**PROBLEM DETAILS:** Reproduce all entries precisely as they are written.

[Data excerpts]
────────────────────────────────────────

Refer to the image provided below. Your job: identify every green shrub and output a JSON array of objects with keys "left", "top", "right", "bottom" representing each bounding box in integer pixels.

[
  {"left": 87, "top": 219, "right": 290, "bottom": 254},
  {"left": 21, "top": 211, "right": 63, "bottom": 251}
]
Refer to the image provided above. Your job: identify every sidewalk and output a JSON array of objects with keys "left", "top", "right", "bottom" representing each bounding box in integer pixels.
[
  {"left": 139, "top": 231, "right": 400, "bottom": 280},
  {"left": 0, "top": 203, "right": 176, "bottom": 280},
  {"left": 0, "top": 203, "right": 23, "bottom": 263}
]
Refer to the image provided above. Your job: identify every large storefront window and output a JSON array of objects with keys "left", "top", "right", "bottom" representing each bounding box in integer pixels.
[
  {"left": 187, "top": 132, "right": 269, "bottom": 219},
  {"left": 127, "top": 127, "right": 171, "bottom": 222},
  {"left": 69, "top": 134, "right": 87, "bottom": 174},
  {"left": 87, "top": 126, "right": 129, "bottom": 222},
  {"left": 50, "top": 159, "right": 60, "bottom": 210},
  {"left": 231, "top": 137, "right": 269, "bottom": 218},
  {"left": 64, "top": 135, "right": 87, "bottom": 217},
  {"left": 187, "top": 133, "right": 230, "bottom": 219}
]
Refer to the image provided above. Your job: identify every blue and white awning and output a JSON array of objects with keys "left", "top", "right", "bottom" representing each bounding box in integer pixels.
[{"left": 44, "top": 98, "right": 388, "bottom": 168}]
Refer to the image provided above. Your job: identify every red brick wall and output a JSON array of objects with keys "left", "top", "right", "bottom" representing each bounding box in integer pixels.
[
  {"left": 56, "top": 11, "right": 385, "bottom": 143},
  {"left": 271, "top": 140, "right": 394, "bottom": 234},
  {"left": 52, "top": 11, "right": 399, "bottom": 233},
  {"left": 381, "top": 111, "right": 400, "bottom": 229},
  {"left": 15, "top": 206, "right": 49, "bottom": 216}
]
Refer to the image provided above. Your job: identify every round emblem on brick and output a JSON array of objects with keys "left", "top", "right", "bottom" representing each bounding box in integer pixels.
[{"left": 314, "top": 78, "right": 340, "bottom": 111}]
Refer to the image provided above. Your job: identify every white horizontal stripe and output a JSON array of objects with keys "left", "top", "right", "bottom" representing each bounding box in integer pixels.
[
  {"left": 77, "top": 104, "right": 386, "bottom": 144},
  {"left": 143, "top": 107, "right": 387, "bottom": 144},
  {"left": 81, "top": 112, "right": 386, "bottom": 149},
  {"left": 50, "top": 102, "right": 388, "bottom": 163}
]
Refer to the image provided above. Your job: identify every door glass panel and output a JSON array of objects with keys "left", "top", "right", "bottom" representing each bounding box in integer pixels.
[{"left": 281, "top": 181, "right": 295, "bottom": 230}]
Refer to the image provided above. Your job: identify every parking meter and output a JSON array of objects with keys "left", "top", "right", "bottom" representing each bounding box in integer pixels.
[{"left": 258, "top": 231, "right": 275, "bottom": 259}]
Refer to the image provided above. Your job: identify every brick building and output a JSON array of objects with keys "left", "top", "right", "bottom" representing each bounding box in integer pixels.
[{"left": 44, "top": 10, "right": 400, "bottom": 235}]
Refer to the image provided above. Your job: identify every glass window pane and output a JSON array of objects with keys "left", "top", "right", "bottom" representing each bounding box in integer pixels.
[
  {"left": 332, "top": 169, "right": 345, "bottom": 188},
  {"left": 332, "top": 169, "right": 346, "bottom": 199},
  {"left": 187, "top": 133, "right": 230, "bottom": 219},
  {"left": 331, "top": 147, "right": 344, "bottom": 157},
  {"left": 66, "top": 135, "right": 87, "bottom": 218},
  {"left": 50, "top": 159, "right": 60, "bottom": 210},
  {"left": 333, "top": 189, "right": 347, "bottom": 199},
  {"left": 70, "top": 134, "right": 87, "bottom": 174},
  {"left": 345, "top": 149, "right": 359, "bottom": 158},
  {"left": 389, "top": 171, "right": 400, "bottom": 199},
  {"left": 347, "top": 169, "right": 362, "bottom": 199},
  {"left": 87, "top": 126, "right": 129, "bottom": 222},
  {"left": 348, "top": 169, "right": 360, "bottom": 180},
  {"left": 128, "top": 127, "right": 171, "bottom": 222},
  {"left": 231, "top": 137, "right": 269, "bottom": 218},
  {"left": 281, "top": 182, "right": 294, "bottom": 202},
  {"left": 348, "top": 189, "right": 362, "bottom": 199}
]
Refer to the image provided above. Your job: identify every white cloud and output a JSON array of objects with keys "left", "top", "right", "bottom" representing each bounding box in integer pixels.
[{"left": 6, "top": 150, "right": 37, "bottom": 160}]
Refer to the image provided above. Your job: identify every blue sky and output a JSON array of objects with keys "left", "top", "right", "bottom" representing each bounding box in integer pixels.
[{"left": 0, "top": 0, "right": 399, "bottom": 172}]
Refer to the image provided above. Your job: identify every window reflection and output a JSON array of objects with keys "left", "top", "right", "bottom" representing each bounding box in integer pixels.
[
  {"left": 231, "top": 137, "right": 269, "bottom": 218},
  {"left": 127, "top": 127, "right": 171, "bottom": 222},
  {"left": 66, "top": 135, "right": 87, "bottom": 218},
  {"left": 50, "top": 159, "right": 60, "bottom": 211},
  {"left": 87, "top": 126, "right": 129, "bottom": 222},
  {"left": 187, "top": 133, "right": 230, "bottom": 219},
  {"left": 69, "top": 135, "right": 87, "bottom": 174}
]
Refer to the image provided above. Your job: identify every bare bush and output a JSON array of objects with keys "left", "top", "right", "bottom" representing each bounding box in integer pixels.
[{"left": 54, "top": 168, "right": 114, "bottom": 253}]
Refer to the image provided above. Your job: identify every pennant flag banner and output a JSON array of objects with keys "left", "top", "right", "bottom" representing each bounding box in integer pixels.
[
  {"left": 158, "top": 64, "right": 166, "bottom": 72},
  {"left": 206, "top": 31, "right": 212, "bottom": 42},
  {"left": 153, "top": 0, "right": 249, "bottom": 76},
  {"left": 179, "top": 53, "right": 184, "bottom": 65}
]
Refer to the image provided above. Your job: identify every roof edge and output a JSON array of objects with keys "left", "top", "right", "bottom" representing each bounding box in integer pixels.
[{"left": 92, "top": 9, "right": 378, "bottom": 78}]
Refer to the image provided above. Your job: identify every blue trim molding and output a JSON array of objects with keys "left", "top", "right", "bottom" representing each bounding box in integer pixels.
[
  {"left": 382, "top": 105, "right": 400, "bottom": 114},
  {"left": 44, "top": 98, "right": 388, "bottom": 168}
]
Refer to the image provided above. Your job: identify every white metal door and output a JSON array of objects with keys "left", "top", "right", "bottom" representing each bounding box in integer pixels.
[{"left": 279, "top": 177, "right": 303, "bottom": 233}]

────────────────────────────────────────

**ANSWER BOX:**
Refer to the image provided below. Your job: identify every green shrub and output a JSON array of objects with keys "left", "top", "right", "bottom" representing each bounding box in integer pixels.

[
  {"left": 87, "top": 219, "right": 290, "bottom": 254},
  {"left": 21, "top": 211, "right": 63, "bottom": 251}
]
Refer to the image provided above. Your job: identify every sidewalk and output a JSON array of objects with keys "left", "top", "right", "bottom" representing each bounding box in integer pixels.
[
  {"left": 139, "top": 231, "right": 400, "bottom": 280},
  {"left": 0, "top": 203, "right": 176, "bottom": 280},
  {"left": 0, "top": 203, "right": 23, "bottom": 263}
]
Refer to the image provided above. Your job: identify every large storefront window and output a JSON array of objects with keys "left", "top", "right", "bottom" representing each bounding box in integer pixels.
[
  {"left": 187, "top": 132, "right": 269, "bottom": 219},
  {"left": 127, "top": 127, "right": 171, "bottom": 222},
  {"left": 69, "top": 134, "right": 87, "bottom": 174},
  {"left": 87, "top": 126, "right": 129, "bottom": 222},
  {"left": 50, "top": 159, "right": 60, "bottom": 210},
  {"left": 231, "top": 137, "right": 269, "bottom": 218},
  {"left": 64, "top": 135, "right": 87, "bottom": 217},
  {"left": 187, "top": 133, "right": 230, "bottom": 219}
]
Refer to the image provided above. Your job: identify every blue and white awning and output a JSON array of objects with keys "left", "top", "right", "bottom" representing each bounding box in integer pixels.
[{"left": 44, "top": 98, "right": 388, "bottom": 168}]
Refer to the image provided above. Your job: identify every red brick wall and output a JSON array of objects with keys "left", "top", "right", "bottom" representing each bounding box in integer pixels.
[
  {"left": 56, "top": 11, "right": 385, "bottom": 143},
  {"left": 271, "top": 140, "right": 394, "bottom": 234},
  {"left": 52, "top": 11, "right": 399, "bottom": 233},
  {"left": 381, "top": 111, "right": 400, "bottom": 229},
  {"left": 15, "top": 206, "right": 49, "bottom": 216}
]
Refer to the image provided above. Your job: identify every round emblem on brick and output a JSON array of objects with keys "left", "top", "right", "bottom" representing each bounding box in integer pixels.
[{"left": 314, "top": 78, "right": 340, "bottom": 111}]
Refer to the image provided above. Your job: identify every white horizontal stripe and output a JSON array of objects with keys "left", "top", "right", "bottom" representing each bounding box in integer pixels.
[
  {"left": 77, "top": 104, "right": 386, "bottom": 144},
  {"left": 143, "top": 107, "right": 387, "bottom": 144},
  {"left": 81, "top": 112, "right": 386, "bottom": 149},
  {"left": 50, "top": 102, "right": 388, "bottom": 163}
]
Refer to the image provided above. Your job: identify every door glass panel and output a JSON array of objects with keys "left", "top", "right", "bottom" representing each bounding box in integer pixels.
[{"left": 281, "top": 181, "right": 295, "bottom": 230}]
Refer to the image provided above. Your job: identify every parking meter and output a JSON array of objects with keys "left", "top", "right", "bottom" representing each bounding box in integer pixels.
[{"left": 258, "top": 231, "right": 275, "bottom": 259}]
Refer to the image provided above. Your job: identify every brick building and output a JSON array of objects with keys "left", "top", "right", "bottom" representing each bounding box in integer pixels.
[{"left": 44, "top": 10, "right": 400, "bottom": 235}]
Refer to the image provided above. Your job: identify every glass window pane and output a JSON array of objects with keys "left", "top", "right", "bottom" representing each bounding box in integer pixels.
[
  {"left": 332, "top": 169, "right": 345, "bottom": 188},
  {"left": 332, "top": 169, "right": 346, "bottom": 199},
  {"left": 187, "top": 133, "right": 230, "bottom": 219},
  {"left": 331, "top": 147, "right": 344, "bottom": 157},
  {"left": 66, "top": 135, "right": 87, "bottom": 218},
  {"left": 50, "top": 159, "right": 60, "bottom": 210},
  {"left": 333, "top": 189, "right": 347, "bottom": 199},
  {"left": 70, "top": 134, "right": 87, "bottom": 174},
  {"left": 345, "top": 149, "right": 359, "bottom": 158},
  {"left": 389, "top": 171, "right": 400, "bottom": 199},
  {"left": 347, "top": 169, "right": 362, "bottom": 199},
  {"left": 87, "top": 126, "right": 129, "bottom": 222},
  {"left": 348, "top": 169, "right": 360, "bottom": 180},
  {"left": 128, "top": 127, "right": 171, "bottom": 222},
  {"left": 231, "top": 137, "right": 269, "bottom": 218},
  {"left": 281, "top": 182, "right": 294, "bottom": 202},
  {"left": 348, "top": 189, "right": 362, "bottom": 199}
]
Refer to the image provided above. Your job: identify every white cloud and output a JSON array of objects with keys "left", "top", "right", "bottom" representing each bounding box in integer pixels.
[{"left": 6, "top": 150, "right": 37, "bottom": 160}]
Refer to the image provided above. Your job: identify every blue sky and output a JSON array of objects with keys "left", "top", "right", "bottom" representing each bounding box in integer pixels.
[{"left": 0, "top": 0, "right": 399, "bottom": 172}]
Refer to the image provided above. Your job: identify every window reflection and output a JSON array of objects with keys "left", "top", "right", "bottom" representing each bounding box in integer pixels.
[
  {"left": 231, "top": 137, "right": 269, "bottom": 218},
  {"left": 127, "top": 127, "right": 171, "bottom": 222},
  {"left": 66, "top": 135, "right": 87, "bottom": 218},
  {"left": 50, "top": 159, "right": 60, "bottom": 211},
  {"left": 87, "top": 126, "right": 129, "bottom": 222},
  {"left": 187, "top": 133, "right": 230, "bottom": 219},
  {"left": 69, "top": 135, "right": 87, "bottom": 174}
]
Refer to the image provided above. Your job: identify every bare bush and output a JSON array of objects with keys "left", "top", "right", "bottom" representing each bounding box in integer pixels.
[{"left": 54, "top": 168, "right": 114, "bottom": 253}]
Refer to the image provided above. Your job: identify every pennant flag banner and output a JSON array of objects with keys "left", "top", "right", "bottom" representing each bounding box in integer pixels.
[
  {"left": 158, "top": 64, "right": 166, "bottom": 72},
  {"left": 206, "top": 31, "right": 212, "bottom": 42},
  {"left": 153, "top": 0, "right": 249, "bottom": 76},
  {"left": 179, "top": 53, "right": 184, "bottom": 65}
]
Refer to the image provided above. Your job: identify every roof edge and output a JSON array of objects with keys "left", "top", "right", "bottom" representing each bounding box in integer pixels.
[{"left": 92, "top": 9, "right": 378, "bottom": 78}]
Refer to the image provided above. Your job: identify every blue trim molding and output a JSON array of objects with keys "left", "top", "right", "bottom" representing each bounding box in integer pixels.
[
  {"left": 382, "top": 105, "right": 400, "bottom": 114},
  {"left": 44, "top": 98, "right": 388, "bottom": 168}
]
Refer to the image provided above. Your job: identify every white metal door and output a JSON array of objects with keys "left", "top", "right", "bottom" representing each bounding box in integer pixels.
[{"left": 279, "top": 177, "right": 303, "bottom": 233}]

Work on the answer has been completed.